**Exercise description:**
Please output the lines shown below exactly as they appear.

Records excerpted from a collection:
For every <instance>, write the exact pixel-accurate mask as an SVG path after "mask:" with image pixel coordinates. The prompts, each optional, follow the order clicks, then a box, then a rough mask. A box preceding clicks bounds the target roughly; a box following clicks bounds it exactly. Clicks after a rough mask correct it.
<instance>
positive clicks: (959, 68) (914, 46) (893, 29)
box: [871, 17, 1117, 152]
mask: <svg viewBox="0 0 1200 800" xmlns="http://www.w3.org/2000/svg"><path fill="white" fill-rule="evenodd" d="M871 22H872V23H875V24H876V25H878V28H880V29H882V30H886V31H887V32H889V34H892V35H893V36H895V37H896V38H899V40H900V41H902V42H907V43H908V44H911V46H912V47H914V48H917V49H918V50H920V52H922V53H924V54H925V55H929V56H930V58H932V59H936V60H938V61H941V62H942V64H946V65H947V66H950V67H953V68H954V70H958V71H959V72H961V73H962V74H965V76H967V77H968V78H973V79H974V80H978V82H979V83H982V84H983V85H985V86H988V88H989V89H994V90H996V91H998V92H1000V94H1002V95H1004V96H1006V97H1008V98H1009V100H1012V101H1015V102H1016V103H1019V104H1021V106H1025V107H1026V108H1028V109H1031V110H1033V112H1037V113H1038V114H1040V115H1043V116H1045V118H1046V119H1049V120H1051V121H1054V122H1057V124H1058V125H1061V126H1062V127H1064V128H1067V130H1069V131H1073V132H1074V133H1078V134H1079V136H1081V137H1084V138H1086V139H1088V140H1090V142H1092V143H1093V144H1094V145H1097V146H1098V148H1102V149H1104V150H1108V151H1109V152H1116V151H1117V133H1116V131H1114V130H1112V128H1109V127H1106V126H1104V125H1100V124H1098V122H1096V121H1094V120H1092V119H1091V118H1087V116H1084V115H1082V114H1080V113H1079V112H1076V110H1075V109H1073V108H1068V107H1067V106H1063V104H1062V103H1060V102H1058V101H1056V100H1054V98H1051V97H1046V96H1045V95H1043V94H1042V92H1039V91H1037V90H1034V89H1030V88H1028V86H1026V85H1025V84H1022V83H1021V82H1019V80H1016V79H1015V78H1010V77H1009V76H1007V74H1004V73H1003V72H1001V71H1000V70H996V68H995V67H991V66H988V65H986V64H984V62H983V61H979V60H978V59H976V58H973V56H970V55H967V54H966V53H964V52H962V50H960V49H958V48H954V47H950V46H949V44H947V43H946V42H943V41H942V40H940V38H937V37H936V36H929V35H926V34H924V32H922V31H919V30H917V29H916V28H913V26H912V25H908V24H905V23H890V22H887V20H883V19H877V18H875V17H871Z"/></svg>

**Response area:**
For every <instance>, write the exact pixel-accurate mask as an SVG path after "mask:" with image pixel coordinates. The prompts, each optional, follow the order clicks, then a box, then a rough mask. A box preceding clicks bounds the target roughly; a box following clicks bounds it exactly. Clicks after a rough mask correct it.
<instance>
positive clicks: (959, 68) (914, 46) (893, 29)
box: [871, 17, 1117, 152]
mask: <svg viewBox="0 0 1200 800" xmlns="http://www.w3.org/2000/svg"><path fill="white" fill-rule="evenodd" d="M871 22H872V23H875V24H876V25H878V28H880V29H882V30H886V31H887V32H889V34H892V35H893V36H895V37H896V38H899V40H900V41H902V42H907V43H908V44H911V46H912V47H914V48H917V49H918V50H920V52H922V53H924V54H925V55H929V56H930V58H932V59H936V60H938V61H941V62H942V64H946V65H947V66H950V67H953V68H954V70H958V71H959V72H961V73H962V74H965V76H967V77H968V78H973V79H974V80H978V82H979V83H982V84H983V85H985V86H988V88H989V89H994V90H996V91H998V92H1000V94H1002V95H1004V96H1006V97H1008V98H1009V100H1012V101H1015V102H1016V103H1019V104H1021V106H1025V107H1026V108H1028V109H1031V110H1033V112H1037V113H1038V114H1040V115H1043V116H1045V118H1046V119H1049V120H1051V121H1054V122H1057V124H1058V125H1061V126H1062V127H1064V128H1067V130H1069V131H1073V132H1074V133H1078V134H1079V136H1081V137H1084V138H1086V139H1088V140H1090V142H1092V143H1093V144H1094V145H1097V146H1098V148H1102V149H1104V150H1108V151H1109V152H1116V151H1117V133H1116V131H1114V130H1112V128H1109V127H1106V126H1104V125H1100V124H1098V122H1096V121H1094V120H1092V119H1091V118H1087V116H1084V115H1082V114H1080V113H1079V112H1076V110H1075V109H1073V108H1068V107H1067V106H1063V104H1062V103H1060V102H1058V101H1056V100H1054V98H1051V97H1046V96H1045V95H1043V94H1042V92H1039V91H1037V90H1034V89H1030V88H1028V86H1026V85H1025V84H1022V83H1021V82H1019V80H1016V79H1015V78H1010V77H1009V76H1007V74H1004V73H1003V72H1001V71H1000V70H996V68H995V67H991V66H988V65H986V64H984V62H983V61H979V60H978V59H976V58H973V56H970V55H967V54H966V53H964V52H962V50H960V49H958V48H954V47H950V46H949V44H947V43H946V42H943V41H942V40H940V38H937V37H936V36H929V35H926V34H924V32H922V31H919V30H917V29H916V28H913V26H912V25H908V24H905V23H890V22H887V20H883V19H877V18H875V17H871Z"/></svg>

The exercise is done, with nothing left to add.